[ESERCIZI DA SVOLGERE]
1/ Secondo l'estratto, davanti a quale tribunale fu evocato il Condominio con l'atto di citazione notificato il 1 agosto 2002?
2/ Ricopia dall'estratto tutto ciò che va da "La corte di" giù fino a "n.329, sez. I).".

[ESTRATTO DEL DOCUMENTO]
# # # # #

La corte di Giustizia si è pronunciata affermato che il Condominio è consumatore “L’articolo 1, paragrafo 1, e l’articolo 2, lettera b), della direttiva 93/13/CEE del Consiglio, del 5 aprile 1993, concernente le clausole abusive nei contratti stipulati con i consumatori, devono essere interpretati nel senso che non ostano a una giurisprudenza nazionale che interpreti la normativa di recepimento della medesima direttiva nel diritto interno in modo che le norme a tutela dei consumatori che essa contiene siano applicabili anche a un contratto concluso con un professionista da un soggetto giuridico quale il condominio nell’ordinamento italiano, anche se un simile soggetto giuridico non rientra nell’ambito di applicazione della suddetta direttiva” (Corte giustizia UE , 02 aprile 2020, n.329, sez. I).

Ambito oggettivo di applicazione

Svolgimento del processo

Con atto di citazione notificato in data 1 agosto 2002 (omissis) evocava, dinanzi al Tribunale di Lecco, il Condominio (omissis) chiedendo l’annullamento della delibera condominiale del 22 luglio 2002 nella parte in cui aveva approvato solo a maggioranza la ratifica dei lavori eseguiti dalla (omissis) s.a.s. nel 2001 per il superamento delle barriere architettoniche L. n. 13 del 1989, ex art. 2 e ss, che consentiva l’accesso dalla strada pubblica in via esclusiva ad unità adibite ad attività commerciale, di proprietà della stessa (omissis), opere realizzate a discapito di area verde condominiale, quale l’aiuola, e con abbattimento di muro perimetrale condominiale, di cui era stata modificata la linea architettonica; tutto ciò era stato realizzato nonostante il contratto di acquisto del suo dante causa, stipulato con la società costruttrice (sempre la (omissis) s.a.s. di (omissis)), prevedesse che l’area destinata a verde dovesse rimanere tale per sempre, al pari dell’art. 35, lett. d) del Regolamento condominiale che richiedeva l’unanimità dei consensi dei condomini in caso di modifiche dei beni condominiali che li rendessero inservibili all’uso. Aggiungeva che il medesimo Tribunale aveva respinto l’impugnazione della Delib. condominiale 16 maggio 2001 proposta dalla (omissis) per avere l’assemblea non autorizzato le opere già eseguite, oltre a non avere consentito la ultimazione della rampa; del pari era stato a lui favorevole, in primo grado, il giudizio possessorio da lui introdotto volto ad ottenere la condanna della (omissis) alla restituito in integrum dei luoghi.

# # # # #

[VOCI FORNITE]
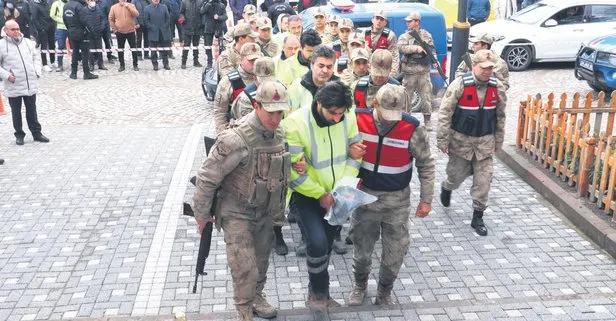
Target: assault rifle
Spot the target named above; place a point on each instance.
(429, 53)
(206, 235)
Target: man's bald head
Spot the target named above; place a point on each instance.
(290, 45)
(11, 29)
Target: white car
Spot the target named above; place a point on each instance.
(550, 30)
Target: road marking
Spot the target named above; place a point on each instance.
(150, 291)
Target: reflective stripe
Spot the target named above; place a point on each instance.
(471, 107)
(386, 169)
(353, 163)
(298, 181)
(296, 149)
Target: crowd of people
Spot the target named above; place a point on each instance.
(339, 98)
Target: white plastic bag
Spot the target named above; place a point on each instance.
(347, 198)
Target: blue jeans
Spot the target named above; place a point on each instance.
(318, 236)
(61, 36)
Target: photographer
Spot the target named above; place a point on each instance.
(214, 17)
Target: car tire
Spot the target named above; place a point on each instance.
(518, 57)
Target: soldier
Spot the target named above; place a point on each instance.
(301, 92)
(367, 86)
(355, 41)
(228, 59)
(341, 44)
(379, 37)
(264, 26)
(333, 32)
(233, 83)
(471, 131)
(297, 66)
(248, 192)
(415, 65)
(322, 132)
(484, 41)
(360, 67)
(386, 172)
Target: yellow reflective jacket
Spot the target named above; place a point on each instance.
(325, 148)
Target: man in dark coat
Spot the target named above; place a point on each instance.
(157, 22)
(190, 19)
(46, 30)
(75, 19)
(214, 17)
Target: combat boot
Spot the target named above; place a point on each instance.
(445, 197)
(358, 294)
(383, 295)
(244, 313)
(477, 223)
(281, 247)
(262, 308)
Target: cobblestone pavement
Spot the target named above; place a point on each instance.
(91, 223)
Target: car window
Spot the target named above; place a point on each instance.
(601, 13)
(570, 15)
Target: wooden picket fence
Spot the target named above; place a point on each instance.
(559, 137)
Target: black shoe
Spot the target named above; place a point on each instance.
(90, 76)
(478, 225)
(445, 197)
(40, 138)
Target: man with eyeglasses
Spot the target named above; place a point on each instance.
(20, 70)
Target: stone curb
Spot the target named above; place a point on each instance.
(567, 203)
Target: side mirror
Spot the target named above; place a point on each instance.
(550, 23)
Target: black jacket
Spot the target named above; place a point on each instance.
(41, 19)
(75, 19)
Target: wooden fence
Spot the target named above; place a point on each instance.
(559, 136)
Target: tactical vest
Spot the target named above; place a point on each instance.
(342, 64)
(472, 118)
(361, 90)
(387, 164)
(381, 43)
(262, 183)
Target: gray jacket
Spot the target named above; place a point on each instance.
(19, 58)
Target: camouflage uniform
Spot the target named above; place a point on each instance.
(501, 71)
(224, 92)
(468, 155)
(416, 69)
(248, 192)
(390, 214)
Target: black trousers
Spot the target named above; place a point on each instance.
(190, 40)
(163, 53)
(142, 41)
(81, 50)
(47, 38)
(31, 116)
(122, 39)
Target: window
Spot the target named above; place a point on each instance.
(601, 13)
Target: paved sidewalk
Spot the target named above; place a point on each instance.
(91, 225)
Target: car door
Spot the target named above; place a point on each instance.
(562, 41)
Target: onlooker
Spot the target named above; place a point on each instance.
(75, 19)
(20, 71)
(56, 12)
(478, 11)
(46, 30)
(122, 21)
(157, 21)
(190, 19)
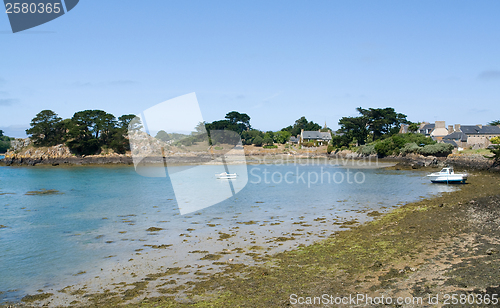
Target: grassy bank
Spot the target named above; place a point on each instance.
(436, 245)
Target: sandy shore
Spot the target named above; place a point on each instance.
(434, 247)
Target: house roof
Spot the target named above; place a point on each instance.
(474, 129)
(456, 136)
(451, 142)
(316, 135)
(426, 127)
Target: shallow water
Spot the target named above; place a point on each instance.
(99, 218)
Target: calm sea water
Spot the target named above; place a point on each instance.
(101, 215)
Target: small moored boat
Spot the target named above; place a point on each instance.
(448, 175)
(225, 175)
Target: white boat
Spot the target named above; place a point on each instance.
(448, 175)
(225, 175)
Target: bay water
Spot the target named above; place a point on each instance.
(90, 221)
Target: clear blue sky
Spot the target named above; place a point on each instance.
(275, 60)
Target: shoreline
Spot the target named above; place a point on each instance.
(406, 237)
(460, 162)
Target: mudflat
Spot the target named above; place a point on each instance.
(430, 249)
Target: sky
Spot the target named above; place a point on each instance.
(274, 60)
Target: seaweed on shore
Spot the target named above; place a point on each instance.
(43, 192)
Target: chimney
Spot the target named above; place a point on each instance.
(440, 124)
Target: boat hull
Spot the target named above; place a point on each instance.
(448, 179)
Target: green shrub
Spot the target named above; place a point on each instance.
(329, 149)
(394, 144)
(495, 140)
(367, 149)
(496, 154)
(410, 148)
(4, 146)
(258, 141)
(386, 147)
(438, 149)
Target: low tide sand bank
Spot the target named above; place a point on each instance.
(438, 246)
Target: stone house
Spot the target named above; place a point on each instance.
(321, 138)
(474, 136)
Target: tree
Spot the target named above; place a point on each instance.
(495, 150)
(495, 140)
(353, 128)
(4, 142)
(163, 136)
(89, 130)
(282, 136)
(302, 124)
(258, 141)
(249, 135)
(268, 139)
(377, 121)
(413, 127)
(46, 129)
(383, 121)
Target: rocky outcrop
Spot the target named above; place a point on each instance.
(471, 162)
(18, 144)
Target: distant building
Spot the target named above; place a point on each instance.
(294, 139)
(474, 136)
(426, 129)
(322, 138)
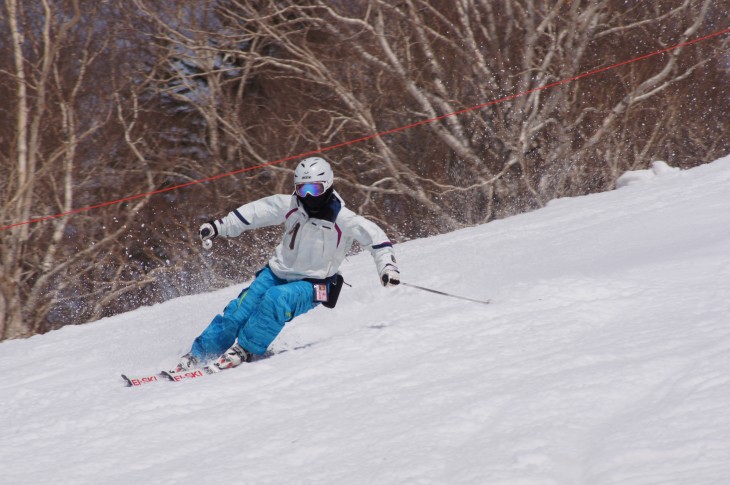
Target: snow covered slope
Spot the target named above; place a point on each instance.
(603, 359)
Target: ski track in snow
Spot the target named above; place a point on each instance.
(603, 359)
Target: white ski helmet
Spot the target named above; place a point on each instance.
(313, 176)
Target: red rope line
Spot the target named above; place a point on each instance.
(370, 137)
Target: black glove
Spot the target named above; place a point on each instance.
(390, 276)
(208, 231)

# # # # #

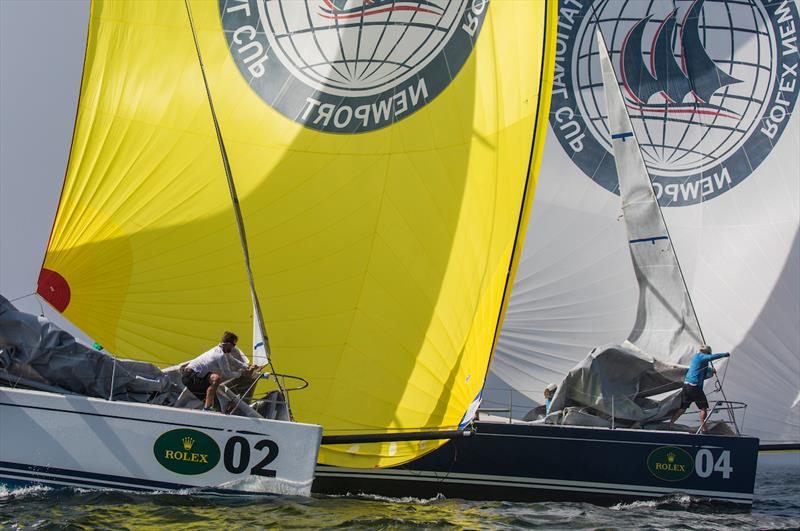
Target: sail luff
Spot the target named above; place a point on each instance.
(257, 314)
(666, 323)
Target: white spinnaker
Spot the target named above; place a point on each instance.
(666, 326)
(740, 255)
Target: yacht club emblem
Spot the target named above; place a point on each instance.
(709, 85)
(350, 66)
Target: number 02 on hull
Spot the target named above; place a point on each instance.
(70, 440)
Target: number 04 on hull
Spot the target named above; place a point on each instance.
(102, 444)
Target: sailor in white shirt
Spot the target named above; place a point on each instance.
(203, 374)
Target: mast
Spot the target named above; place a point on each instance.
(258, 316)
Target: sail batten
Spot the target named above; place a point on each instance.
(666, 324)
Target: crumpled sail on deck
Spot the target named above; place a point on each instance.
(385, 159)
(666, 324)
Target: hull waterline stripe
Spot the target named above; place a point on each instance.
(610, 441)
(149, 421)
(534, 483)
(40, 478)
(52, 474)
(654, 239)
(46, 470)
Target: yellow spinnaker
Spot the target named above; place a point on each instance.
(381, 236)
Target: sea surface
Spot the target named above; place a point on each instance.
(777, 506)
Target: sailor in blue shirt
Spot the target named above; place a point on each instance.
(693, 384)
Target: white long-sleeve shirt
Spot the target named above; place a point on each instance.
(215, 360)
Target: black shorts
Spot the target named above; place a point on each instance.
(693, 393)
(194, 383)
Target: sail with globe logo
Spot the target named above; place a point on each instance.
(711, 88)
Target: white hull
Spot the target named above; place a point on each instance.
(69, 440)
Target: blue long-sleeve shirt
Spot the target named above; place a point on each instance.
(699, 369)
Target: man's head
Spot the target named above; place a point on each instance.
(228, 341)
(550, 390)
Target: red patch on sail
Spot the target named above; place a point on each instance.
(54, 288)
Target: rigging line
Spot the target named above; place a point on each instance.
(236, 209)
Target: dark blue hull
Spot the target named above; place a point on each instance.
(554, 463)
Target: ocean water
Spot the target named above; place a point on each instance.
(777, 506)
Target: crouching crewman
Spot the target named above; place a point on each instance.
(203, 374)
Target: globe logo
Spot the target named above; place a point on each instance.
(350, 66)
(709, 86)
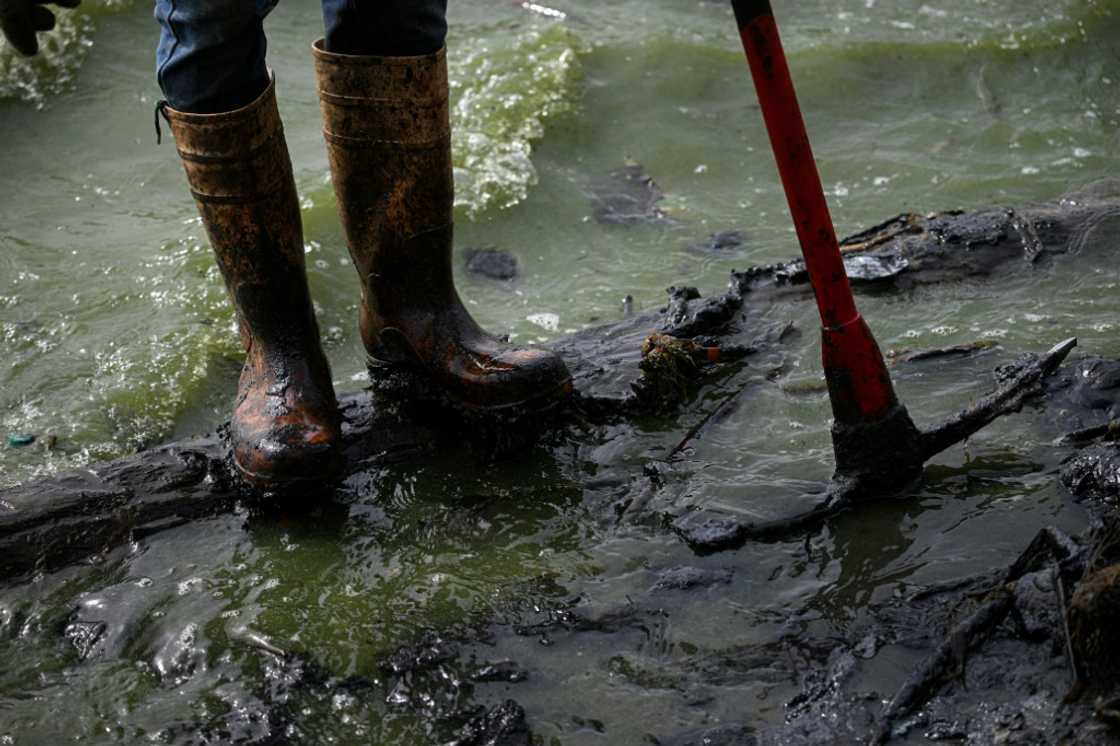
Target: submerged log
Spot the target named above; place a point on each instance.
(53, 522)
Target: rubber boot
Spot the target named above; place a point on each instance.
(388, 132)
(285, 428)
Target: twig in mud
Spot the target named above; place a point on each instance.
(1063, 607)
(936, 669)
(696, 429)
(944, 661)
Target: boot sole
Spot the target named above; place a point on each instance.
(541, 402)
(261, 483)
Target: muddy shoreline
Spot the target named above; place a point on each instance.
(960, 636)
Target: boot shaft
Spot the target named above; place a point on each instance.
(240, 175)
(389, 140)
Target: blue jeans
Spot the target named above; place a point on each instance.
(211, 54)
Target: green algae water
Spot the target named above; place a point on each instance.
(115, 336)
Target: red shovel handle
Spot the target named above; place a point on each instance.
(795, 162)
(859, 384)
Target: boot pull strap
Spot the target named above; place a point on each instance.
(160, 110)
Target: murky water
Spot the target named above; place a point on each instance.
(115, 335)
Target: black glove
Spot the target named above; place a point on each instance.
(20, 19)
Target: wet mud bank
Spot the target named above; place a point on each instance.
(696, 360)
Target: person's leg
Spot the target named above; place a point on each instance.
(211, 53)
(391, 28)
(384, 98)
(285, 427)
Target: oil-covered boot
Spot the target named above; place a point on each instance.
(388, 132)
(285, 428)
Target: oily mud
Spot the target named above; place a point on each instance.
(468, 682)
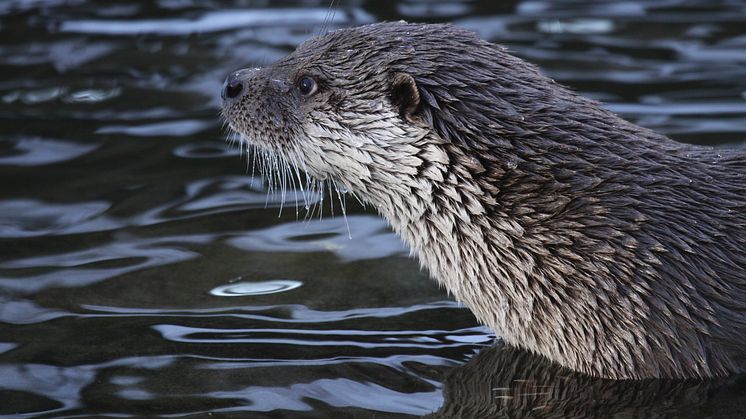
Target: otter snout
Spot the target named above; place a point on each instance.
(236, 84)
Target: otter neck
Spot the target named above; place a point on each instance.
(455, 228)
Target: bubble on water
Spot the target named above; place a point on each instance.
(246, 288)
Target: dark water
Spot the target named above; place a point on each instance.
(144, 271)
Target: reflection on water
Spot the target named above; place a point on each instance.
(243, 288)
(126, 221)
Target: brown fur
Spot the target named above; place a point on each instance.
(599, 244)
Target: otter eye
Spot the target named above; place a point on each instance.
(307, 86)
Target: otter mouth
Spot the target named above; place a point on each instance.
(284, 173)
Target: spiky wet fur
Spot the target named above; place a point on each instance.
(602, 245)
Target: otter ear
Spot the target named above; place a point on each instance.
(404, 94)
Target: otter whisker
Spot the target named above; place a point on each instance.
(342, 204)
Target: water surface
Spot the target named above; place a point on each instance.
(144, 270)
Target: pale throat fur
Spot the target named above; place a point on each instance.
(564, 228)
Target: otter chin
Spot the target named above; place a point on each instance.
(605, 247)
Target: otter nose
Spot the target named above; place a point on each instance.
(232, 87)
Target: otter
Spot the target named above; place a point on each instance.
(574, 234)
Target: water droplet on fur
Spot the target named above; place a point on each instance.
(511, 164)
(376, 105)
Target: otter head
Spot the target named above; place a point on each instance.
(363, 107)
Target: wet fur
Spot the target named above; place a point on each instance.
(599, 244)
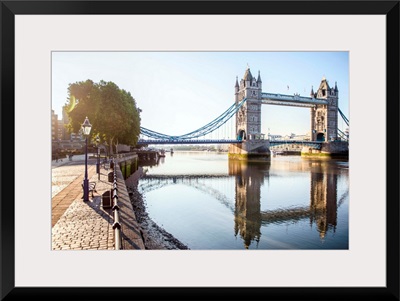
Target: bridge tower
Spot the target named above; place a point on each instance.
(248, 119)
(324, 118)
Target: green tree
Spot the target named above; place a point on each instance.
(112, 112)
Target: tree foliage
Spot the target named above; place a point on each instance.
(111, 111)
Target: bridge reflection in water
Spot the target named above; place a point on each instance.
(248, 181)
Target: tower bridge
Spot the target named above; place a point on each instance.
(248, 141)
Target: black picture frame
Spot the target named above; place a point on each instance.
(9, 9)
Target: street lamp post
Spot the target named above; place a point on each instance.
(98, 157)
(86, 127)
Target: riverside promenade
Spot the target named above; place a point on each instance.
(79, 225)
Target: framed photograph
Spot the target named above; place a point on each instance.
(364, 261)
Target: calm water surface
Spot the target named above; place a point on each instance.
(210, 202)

# # # # #

[SOLUZIONI DEGLI ESERCIZI]
1/ Il Tribunale di Lecco.

2/
La corte di Giustizia si è pronunciata affermato che il Condominio è consumatore “L’articolo 1, paragrafo 1, e l’articolo 2, lettera b), della direttiva 93/13/CEE del Consiglio, del 5 aprile 1993, concernente le clausole abusive nei contratti stipulati con i consumatori, devono essere interpretati nel senso che non ostano a una giurisprudenza nazionale che interpreti la normativa di recepimento della medesima direttiva nel diritto interno in modo che le norme a tutela dei consumatori che essa contiene siano applicabili anche a un contratto concluso con un professionista da un soggetto giuridico quale il condominio nell’ordinamento italiano, anche se un simile soggetto giuridico non rientra nell’ambito di applicazione della suddetta direttiva” (Corte giustizia UE , 02 aprile 2020, n.329, sez. I).